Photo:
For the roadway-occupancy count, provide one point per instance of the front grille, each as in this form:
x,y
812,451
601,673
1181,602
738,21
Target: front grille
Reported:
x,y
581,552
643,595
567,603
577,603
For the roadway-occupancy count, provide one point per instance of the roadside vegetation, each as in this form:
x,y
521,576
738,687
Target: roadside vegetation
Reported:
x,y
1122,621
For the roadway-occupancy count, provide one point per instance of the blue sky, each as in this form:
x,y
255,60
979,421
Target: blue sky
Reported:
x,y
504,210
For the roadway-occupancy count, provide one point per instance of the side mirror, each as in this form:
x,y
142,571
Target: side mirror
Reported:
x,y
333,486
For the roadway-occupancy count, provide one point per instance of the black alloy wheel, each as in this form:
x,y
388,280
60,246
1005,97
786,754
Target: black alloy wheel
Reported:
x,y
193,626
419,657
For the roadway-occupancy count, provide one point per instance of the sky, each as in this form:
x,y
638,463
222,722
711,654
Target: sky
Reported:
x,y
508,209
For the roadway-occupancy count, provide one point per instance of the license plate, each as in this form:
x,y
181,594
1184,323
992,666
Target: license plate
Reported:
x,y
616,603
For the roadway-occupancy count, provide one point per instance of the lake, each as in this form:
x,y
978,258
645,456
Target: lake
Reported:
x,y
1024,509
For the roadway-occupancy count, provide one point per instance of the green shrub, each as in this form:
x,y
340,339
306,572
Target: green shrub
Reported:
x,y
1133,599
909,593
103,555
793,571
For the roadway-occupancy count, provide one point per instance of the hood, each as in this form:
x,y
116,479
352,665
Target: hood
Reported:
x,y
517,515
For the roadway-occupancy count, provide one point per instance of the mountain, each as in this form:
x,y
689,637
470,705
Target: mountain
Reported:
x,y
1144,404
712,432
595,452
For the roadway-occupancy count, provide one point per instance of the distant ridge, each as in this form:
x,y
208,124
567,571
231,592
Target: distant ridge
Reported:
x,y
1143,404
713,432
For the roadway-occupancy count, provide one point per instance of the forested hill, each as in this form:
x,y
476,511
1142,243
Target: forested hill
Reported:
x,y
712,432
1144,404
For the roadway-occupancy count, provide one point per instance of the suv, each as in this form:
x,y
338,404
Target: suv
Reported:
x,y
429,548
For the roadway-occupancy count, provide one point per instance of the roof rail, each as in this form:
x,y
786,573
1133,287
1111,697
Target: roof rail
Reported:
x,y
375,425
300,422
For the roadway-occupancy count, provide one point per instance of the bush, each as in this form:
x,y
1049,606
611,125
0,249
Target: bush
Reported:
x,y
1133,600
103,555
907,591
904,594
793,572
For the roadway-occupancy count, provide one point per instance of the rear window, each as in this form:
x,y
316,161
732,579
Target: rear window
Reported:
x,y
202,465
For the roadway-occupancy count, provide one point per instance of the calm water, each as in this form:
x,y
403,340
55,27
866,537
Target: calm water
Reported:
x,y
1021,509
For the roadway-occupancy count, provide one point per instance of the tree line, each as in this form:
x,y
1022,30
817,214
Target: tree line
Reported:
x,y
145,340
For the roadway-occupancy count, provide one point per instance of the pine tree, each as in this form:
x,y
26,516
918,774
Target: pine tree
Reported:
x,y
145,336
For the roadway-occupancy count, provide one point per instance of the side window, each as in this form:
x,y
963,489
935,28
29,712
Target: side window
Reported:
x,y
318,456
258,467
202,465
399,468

What needs to be done => Return the lines above exactly, keeping every word.

Task solution =>
Photo:
For the roadway-occupancy count, provide one point per instance of the front grille, each as in this form:
x,y
812,451
601,673
1181,602
738,21
Target: front grille
Reported:
x,y
581,552
643,595
567,603
577,603
For the roadway-occupancy count, provide one point per instance of the roadside vegetation, each as in this form:
x,y
521,576
738,687
Target: roadside vegetation
Reported:
x,y
1122,621
For the roadway-occupancy count, provide one point per instance of the blue sky, each as in this form:
x,y
255,60
979,421
Target: blue sky
Reported:
x,y
504,210
For the roadway-occupancy count, provide one point per instance of the side mirror, each as in this form:
x,y
142,571
Target: side mirror
Reported:
x,y
333,486
For the roadway-occupancy count, provide one point per instance of the black alloy wheel, each as in this form:
x,y
388,280
60,246
1005,97
786,754
Target: black alloy wheel
Reported:
x,y
193,626
419,657
For the roadway-occupancy count, provide one point per instance of the sky, each as in this form:
x,y
638,463
222,722
711,654
Target: sky
Reported:
x,y
508,209
For the roadway-occupancy count, provide one point per instance of the license plate, each as in this form:
x,y
181,594
1184,323
992,666
Target: license plate
Reported:
x,y
616,603
For the roadway-occupancy count, provide one point per instance of the lake, each as in this form:
x,y
978,258
645,456
Target: lake
Reported:
x,y
1024,509
For the roadway-occupancy count, provide one point per instance of the green shrub, each as in this form:
x,y
340,339
306,572
Target: green shrub
Reported:
x,y
1133,599
909,593
103,555
793,571
For the roadway-occupancy count, provide one point per instance of the hood, each as in this form:
x,y
116,479
352,665
Target: hood
Reported:
x,y
517,515
For the roadway-occupancy count, provide one point per instance of the mountain, each as in this form:
x,y
689,637
470,705
Target: mountain
Reported:
x,y
1144,404
712,432
595,452
For the roadway-occupancy count, provide one point per instance of the distant ridge, each as in this form:
x,y
208,124
567,571
231,592
Target: distant ridge
Reported:
x,y
1143,404
713,432
For the roadway-occupancy count, provide one point per instance of the forested hill, each as in this form:
x,y
476,511
1142,243
Target: forested hill
Reported:
x,y
712,432
1144,404
For the roadway-occupancy count, provide one point per instance of the suv, each as in this form:
x,y
338,404
Target: suv
Reported:
x,y
429,548
For the roadway-occupancy count, provide one point per instance of the roof rail, each as in this form:
x,y
786,573
1133,287
1111,697
Target: roof rail
Reported:
x,y
375,425
300,422
For the roadway-occupancy count, provide one point per instance of the bush, each as in this form:
x,y
1049,606
611,125
0,249
Target: bush
Reported:
x,y
1133,600
103,555
907,591
904,594
793,572
For the roadway-occupancy count, provide one point per instance of the rear window, each as in this form:
x,y
316,161
732,579
Target: rear window
Reported:
x,y
202,465
For the roadway-occupancy count, provide one point per instance of the calm water, each as in this form:
x,y
403,340
55,27
866,537
Target: calm water
Reported:
x,y
1021,509
For the roadway-occupancy count, provide one point per instance of the tree line, each as in this form:
x,y
1022,30
817,214
Target: tree line
Reported:
x,y
145,340
For the roadway-occupancy count, provide one point per instance of the pine tree, each as in this form:
x,y
26,516
918,774
Target: pine tree
Reported:
x,y
145,336
For the roadway-occupancy count, provide one point per instance of the side window, each as in this form:
x,y
963,489
935,28
29,712
Target: side window
Reported:
x,y
318,456
258,467
202,465
399,468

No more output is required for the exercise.